Collect each line in the rows below that contains the string "window", and copy those lines in full.

DATA ENTRIES ->
• • • • • • •
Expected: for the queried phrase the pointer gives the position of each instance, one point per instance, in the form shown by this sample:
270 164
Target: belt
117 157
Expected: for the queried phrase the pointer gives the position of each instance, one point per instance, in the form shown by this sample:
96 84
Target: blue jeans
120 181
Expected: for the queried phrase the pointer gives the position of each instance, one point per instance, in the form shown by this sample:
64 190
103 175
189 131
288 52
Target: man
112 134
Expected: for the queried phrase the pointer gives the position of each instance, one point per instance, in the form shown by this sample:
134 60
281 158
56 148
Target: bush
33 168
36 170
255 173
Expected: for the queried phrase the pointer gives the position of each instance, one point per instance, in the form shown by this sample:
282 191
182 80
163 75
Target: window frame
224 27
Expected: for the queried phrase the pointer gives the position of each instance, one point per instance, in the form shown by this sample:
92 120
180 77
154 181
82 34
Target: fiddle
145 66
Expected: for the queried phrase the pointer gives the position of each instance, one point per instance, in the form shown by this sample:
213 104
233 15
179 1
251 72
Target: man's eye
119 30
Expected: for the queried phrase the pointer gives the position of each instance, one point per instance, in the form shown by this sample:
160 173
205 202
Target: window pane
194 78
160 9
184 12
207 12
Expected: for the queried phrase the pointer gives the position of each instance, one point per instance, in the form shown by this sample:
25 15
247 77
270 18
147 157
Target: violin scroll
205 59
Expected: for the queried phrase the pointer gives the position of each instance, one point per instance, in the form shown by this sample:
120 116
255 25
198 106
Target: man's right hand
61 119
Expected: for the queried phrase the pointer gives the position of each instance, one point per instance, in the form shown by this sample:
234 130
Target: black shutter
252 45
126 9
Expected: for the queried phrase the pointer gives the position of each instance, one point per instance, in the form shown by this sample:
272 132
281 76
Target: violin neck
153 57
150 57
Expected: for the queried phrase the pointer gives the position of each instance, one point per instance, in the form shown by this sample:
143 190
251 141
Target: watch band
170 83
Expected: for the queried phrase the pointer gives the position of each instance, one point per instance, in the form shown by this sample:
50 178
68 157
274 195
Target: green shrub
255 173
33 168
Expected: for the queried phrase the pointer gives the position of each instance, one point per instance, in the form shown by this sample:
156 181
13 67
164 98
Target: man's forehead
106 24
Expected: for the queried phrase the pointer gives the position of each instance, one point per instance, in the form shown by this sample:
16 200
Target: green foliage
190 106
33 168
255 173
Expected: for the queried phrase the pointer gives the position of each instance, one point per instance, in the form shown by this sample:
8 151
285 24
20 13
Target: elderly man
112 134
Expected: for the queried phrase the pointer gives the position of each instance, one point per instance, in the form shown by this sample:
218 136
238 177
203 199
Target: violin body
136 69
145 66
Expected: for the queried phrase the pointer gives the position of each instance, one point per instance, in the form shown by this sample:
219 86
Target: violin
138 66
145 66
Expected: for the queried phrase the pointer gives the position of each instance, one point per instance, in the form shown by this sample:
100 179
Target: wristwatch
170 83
• • • • • • •
FINISHED TASK ->
Target: window frame
Target: window pane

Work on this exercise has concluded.